課題 1:
胃炎に関する本文では、慢性胃炎について定期的な検査が重要だとしている。その理由を本文に即して一～三文で説明しなさい。
課題 2:
胃炎に関する本文の最後の文に続けて、その先を書きなさい。

提供本文:
+ + + + + + +

胃粘膜に炎症が起こる
「胃炎」
胃酸は胃の中を強い酸性状態に保ち、消化作用や細菌などを死滅させる役割を持ちます。
胃粘膜は通常、胃酸の影響を受けませんが、暴飲暴食による消化機能低下や、ストレスにより防御機能が低下することで炎症を生じるリスクが高まります。
急性胃炎
急性胃炎は、過度なアルコールの摂取や暴飲暴食、香辛料などの刺激物、薬の副作用、ストレスなどによって引き起こされます。
症状として、むかつきやみぞおちの痛み、胃痛、胃の不快感、嘔吐などの出現や時には吐血や下血がみられることもあります。
慢性胃炎(萎縮性胃炎)
ヘリコバクター・ピロリ菌が原因で胃粘膜の炎症を繰り返した結果、胃液や胃酸を分泌する組織が減少して胃粘膜が萎縮した状態が慢性胃炎(萎縮性胃炎)です。
慢性胃炎は自覚症状が少ないため、病気が進行していることに気づかない場合が多く、放置すると胃がんのリスクが高まることから、定期的な検査が重要です。
胃炎の症状チェック
すぐに受診した方が良い
症状
以下の症状がみられる場合は、ただちに医療機関を受診してください。
- 胃痛だけでなく、発熱もある
- 市販の薬を使用してから2週間が経過しても、治らない
- 胃の痛みが1か月程度続いている
- 吐血や下血、または黒い便をともなう胃痛がある
- 突然、激しい胃痛に襲われた
- 繰り返し嘔吐が発生する胃痛がある
迅速ウレアーゼ試験
- 吐き気
- 胸焼け
- みぞおち辺りの痛み
- 胃の痛み
- 腹部の張り感
- 腹部の不快感
- 下血
組織鏡検法
- 胃のむかつき
- 胸焼け
- 腹部の張り
- 食欲不振
- 吐き気
- 胃が重く感じる
- 胃の痛み
胃炎の原因はストレス?
ピロリ菌?
急性胃炎の原因
暴飲暴食
過度のアルコール摂取や暴飲暴食、香辛料の過剰な摂取が原因となり、胃粘膜に炎症を引き起こします。
喫煙
日常的な飲酒や喫煙によって胃液の過剰分泌が生じ、胃粘膜の炎症につながります。
ストレス
過度のストレスは自律神経のバランスを崩し、胃酸の過剰な分泌を引き起こすことがあります。
慢性胃炎の原因
慢性胃炎を放置すると
萎縮性胃炎に?
慢性胃炎が長期にわたって続くと、胃粘膜の修復能力を超えた損傷が蓄積され、胃粘膜が薄くなる「萎縮性胃炎」へと進行するリスクがあります。
萎縮性胃炎が進行すると、胃粘膜が腸の粘膜に似たものに変わる「腸上皮化生」が生じることがあります。
腸上皮化生がさらに進行すると「胃がん」へと発展する可能性が高まるとされています。
慢性胃炎が一度治癒しても、その後再発することがあるため、再発防止を意識した長期的な管理と治療が必要です。
胃炎の検査方法
胃炎の検査には、患者様の現在の症状の確認や食生活、薬の使用状況の聴取が重要です。

+ + + + + + +

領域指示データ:
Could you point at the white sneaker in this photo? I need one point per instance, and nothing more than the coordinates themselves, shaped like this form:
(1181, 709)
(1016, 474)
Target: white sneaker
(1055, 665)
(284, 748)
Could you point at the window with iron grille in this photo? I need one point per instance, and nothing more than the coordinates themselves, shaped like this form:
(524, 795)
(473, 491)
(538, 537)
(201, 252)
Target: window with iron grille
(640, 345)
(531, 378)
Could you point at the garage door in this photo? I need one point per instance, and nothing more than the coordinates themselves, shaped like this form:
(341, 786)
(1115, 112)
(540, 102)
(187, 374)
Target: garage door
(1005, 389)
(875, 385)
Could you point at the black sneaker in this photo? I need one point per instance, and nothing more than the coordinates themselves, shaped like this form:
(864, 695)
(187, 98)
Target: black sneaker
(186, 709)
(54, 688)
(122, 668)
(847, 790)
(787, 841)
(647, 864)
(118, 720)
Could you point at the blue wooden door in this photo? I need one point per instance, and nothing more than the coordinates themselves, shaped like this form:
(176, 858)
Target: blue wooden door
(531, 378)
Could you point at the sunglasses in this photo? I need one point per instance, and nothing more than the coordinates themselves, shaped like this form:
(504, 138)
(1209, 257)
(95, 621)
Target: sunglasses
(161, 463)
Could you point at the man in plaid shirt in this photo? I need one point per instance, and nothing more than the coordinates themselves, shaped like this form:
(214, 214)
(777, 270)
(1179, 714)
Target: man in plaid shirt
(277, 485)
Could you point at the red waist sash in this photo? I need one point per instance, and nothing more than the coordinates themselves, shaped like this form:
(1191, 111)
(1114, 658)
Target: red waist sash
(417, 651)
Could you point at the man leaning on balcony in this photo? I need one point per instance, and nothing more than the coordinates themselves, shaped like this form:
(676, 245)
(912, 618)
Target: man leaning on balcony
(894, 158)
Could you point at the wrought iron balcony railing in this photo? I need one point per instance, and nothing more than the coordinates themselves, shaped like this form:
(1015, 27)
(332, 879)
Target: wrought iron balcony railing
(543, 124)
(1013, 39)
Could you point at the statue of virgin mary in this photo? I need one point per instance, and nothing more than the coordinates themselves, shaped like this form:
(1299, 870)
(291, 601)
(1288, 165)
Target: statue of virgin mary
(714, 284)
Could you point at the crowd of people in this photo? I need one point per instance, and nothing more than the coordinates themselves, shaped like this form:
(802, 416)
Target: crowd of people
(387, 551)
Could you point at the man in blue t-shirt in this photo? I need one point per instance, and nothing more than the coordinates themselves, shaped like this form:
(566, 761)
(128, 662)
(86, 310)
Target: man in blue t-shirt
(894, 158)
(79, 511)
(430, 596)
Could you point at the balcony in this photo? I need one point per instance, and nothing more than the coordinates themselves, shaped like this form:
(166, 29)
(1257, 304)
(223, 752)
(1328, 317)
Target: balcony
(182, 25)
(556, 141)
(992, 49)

+ + + + + + +

解答欄 1:
慢性胃炎は自覚症状が少ないため、病気が進行していることに気づかない場合が多いからである。また、放置すると胃がんのリスクが高まるからである。

解答欄 2:
急性胃炎の場合、これらの情報収集に加えて、状況に応じて内視鏡検査(胃カメラ検査)が行われ、胃の粘膜状態を直接観察します。
一方、慢性胃炎では胃カメラ検査により胃粘膜の詳細な観察を行い、萎縮などが見られる場合は胃がんへの進行リスクも考慮して早期の治療が必要です。
慢性胃炎・急性胃炎の治し方
慢性胃炎
まずは、胃粘膜に負担のかけない食事や生活習慣を心がけていただきます。
ヘリコバクター・ピロリ菌の感染が原因で発症している場合は、除菌治療を行います。
また必要に応じて、胃の機能を元に戻す薬や胃酸の分泌を抑制させる薬なども処方します。
急性胃炎
原因が、薬の副作用やヘリコバクター・ピロリ菌感染などとはっきりした場合は、それぞれに適した方法で治療を行います。
慢性胃炎と同様、胃粘膜に負担のかけない食事や生活習慣を心がけていただき、回復するまでの間は、コーヒーや香辛料、お酒などの胃酸の分泌を促進するものや胃粘膜への刺激が強いものは避けてください。
胃炎の食事
慢性胃炎の食事
消化に悪い食品(多量の油を含む食品、ラーメン、とうもろこしなど)を避けることが推奨されます。
ただし、胃潰瘍などの具体的な症状がなければ、特定の食品を完全に禁止する必要はありません。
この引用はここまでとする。